■ EXERCISE BRIEF
Could you recast the lines below as a Markdown table with the columns Row and Line, leaving out blank lines? Include only the part that opens with the line containing "Where can the guardrail" and closes with the line containing "Target: guardrail", both ends included.
───── EXERCISE MATERIALS
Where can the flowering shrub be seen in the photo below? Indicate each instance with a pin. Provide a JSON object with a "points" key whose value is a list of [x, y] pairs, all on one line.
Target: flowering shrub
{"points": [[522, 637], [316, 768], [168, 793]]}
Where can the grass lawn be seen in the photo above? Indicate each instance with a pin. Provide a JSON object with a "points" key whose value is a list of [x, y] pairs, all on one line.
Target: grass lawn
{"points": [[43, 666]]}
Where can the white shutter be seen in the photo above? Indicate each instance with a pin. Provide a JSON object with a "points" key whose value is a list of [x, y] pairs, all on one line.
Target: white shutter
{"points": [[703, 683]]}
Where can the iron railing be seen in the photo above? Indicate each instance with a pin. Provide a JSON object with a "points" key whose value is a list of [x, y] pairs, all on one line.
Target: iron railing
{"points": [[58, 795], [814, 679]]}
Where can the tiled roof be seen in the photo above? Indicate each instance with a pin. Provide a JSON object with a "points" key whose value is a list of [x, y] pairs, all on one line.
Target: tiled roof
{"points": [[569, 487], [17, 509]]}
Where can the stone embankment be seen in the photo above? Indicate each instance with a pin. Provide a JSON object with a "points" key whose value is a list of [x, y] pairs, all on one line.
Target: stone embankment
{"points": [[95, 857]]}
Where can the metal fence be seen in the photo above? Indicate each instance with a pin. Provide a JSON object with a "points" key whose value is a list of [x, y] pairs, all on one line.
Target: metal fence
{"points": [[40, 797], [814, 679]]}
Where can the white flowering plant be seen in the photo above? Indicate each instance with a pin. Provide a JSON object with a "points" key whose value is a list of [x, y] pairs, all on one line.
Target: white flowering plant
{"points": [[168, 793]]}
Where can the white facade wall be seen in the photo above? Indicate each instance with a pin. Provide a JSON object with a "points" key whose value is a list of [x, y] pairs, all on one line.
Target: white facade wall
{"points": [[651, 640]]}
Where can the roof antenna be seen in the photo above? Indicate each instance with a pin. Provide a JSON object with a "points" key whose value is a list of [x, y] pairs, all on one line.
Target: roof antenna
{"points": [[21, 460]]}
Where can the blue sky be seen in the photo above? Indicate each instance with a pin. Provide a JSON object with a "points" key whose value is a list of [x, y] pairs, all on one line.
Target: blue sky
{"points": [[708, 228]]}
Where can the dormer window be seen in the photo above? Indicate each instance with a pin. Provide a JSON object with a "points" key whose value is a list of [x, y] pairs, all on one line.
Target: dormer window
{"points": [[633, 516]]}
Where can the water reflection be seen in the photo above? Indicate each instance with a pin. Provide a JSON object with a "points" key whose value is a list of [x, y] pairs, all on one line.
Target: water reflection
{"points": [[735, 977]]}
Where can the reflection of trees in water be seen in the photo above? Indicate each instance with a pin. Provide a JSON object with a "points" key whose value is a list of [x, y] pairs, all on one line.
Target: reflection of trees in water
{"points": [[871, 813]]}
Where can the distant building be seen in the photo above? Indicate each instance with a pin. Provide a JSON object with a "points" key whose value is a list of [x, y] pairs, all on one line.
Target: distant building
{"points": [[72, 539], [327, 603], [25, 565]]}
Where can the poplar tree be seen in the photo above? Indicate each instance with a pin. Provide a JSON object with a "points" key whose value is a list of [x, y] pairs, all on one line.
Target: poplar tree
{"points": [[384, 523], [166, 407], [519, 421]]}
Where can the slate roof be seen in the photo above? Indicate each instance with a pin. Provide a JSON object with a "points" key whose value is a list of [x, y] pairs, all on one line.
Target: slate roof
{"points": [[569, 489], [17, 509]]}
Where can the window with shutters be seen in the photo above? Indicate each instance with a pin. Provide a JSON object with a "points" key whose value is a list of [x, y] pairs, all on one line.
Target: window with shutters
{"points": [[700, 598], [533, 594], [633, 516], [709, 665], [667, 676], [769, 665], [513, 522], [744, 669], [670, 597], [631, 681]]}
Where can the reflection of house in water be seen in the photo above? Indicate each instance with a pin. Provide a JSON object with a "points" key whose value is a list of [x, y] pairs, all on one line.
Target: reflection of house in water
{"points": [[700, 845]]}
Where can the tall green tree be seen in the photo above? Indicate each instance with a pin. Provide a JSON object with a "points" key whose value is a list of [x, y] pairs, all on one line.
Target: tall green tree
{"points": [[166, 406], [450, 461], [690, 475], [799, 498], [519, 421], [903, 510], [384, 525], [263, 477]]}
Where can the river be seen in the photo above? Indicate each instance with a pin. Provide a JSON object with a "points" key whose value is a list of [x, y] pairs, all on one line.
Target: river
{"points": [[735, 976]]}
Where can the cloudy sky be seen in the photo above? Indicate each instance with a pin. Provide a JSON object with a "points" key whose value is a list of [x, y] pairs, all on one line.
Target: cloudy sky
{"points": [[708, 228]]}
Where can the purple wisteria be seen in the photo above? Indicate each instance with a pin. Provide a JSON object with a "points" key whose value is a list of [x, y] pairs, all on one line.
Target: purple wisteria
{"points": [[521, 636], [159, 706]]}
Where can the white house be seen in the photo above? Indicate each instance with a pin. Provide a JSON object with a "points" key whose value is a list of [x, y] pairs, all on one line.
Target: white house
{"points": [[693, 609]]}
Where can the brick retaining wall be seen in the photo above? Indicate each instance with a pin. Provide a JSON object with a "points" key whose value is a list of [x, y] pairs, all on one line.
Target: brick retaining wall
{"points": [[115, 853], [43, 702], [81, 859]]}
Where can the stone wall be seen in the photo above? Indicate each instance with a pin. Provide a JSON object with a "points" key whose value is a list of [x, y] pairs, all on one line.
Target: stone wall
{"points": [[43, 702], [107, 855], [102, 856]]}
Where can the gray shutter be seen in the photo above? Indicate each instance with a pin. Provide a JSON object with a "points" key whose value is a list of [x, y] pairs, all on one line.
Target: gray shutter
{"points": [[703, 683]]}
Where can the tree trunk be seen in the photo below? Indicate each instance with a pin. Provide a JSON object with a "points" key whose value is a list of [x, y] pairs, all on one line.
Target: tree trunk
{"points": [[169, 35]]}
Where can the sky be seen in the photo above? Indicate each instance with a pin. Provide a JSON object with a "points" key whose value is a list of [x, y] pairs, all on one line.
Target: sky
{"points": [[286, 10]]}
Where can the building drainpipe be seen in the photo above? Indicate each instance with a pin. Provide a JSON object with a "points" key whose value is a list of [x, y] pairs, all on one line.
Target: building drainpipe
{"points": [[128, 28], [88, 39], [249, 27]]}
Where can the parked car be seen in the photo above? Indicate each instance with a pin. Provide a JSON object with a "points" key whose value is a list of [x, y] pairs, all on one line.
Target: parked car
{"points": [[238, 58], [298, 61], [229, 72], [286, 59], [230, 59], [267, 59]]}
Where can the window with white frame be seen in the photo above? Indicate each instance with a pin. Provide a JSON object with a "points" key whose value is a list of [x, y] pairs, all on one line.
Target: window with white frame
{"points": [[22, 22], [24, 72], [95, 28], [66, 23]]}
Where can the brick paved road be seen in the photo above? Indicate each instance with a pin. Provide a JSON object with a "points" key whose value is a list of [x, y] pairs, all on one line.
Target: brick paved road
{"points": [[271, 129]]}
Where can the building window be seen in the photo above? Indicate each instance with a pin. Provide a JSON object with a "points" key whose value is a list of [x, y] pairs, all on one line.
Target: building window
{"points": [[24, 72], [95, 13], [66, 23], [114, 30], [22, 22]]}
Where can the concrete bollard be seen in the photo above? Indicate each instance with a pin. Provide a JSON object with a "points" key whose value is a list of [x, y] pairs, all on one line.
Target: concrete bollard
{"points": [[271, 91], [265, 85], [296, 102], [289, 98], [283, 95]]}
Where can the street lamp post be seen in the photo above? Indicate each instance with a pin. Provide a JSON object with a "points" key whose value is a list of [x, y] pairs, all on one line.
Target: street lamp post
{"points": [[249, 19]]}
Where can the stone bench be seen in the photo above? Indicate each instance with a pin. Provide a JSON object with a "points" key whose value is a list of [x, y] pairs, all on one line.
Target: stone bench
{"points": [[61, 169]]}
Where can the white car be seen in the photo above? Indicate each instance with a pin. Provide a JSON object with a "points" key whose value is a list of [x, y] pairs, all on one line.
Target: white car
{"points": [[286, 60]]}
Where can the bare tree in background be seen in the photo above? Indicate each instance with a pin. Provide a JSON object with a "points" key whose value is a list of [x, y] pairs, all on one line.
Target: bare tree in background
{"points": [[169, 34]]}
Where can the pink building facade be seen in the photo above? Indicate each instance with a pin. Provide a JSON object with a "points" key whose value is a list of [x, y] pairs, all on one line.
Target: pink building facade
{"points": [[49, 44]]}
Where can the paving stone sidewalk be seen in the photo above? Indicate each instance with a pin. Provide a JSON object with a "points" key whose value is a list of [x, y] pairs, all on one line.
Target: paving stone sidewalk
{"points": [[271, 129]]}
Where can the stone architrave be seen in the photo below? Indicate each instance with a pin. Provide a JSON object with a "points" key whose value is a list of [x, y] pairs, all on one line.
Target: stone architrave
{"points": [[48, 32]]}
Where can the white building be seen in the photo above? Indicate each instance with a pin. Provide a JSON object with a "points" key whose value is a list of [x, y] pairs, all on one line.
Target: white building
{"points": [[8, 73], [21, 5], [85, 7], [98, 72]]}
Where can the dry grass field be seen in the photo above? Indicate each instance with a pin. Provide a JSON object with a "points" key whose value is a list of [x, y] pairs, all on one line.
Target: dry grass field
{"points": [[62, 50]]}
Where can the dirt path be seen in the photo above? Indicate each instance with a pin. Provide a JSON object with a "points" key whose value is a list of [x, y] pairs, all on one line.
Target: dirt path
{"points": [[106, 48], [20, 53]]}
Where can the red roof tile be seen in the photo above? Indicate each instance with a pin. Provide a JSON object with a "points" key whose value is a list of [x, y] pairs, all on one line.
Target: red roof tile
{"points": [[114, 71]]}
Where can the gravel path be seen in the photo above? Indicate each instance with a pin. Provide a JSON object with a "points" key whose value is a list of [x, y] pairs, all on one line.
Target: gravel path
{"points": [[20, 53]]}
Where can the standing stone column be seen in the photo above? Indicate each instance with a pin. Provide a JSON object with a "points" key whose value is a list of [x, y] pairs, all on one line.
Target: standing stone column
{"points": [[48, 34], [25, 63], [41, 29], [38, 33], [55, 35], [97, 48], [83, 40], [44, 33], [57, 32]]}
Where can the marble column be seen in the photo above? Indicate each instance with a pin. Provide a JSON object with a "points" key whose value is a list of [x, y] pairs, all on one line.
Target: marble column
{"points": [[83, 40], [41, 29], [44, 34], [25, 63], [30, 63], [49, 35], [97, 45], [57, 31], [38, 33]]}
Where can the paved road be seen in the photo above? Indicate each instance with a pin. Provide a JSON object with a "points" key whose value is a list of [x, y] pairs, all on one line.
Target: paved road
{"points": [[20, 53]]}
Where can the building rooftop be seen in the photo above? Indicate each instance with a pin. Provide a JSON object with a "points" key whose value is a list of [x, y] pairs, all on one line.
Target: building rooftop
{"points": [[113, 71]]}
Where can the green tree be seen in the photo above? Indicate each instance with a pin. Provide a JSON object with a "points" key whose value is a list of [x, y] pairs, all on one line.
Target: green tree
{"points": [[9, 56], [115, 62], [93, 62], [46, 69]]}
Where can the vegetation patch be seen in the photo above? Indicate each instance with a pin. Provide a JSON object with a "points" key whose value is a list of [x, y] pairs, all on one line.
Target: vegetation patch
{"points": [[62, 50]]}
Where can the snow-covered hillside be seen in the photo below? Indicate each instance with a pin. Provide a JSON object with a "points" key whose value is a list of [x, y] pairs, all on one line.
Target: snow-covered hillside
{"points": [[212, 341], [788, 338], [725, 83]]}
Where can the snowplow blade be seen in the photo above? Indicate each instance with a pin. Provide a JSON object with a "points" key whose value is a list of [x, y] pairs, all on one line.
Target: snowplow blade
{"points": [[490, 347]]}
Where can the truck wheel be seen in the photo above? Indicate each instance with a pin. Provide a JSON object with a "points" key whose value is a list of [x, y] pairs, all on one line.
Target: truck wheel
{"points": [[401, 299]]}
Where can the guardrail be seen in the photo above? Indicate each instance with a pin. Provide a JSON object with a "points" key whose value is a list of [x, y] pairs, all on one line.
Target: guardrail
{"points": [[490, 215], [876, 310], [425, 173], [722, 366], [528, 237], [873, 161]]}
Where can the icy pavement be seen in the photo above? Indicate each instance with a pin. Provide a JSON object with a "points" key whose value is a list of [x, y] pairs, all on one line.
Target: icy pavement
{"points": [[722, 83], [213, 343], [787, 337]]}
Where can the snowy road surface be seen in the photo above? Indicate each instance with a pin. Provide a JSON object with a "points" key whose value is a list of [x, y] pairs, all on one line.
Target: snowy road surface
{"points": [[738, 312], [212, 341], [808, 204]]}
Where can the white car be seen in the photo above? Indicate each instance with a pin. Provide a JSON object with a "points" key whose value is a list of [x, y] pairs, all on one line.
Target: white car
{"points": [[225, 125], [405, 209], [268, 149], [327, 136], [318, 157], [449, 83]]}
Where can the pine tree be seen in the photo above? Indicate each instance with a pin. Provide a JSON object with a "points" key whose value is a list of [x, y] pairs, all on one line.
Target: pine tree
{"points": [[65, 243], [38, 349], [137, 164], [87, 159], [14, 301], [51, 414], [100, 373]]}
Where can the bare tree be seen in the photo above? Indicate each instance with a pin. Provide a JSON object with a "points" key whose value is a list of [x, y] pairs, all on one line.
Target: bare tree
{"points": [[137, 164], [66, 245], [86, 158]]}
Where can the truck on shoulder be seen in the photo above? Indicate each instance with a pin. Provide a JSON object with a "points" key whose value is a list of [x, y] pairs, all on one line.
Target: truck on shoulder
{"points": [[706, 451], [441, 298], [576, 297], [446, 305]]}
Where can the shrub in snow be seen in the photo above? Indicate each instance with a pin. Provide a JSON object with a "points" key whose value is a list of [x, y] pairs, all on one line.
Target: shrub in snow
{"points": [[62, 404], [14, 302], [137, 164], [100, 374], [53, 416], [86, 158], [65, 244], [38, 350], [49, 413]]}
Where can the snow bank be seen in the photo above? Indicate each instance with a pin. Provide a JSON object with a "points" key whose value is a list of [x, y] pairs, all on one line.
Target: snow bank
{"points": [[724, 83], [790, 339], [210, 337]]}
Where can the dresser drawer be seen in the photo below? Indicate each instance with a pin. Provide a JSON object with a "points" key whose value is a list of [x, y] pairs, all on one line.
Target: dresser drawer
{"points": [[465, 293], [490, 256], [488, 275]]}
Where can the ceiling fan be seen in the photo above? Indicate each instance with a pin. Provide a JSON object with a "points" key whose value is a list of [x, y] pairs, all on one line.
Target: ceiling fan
──────────
■ EXERCISE RESULT
| Row | Line |
|---|---|
| 1 | Where can the guardrail be seen in the photo above? Indicate each instance with a pin. Provide a JSON object with a "points" key whose value is a list of [x, y] pairs, all on one line. |
| 2 | Target: guardrail |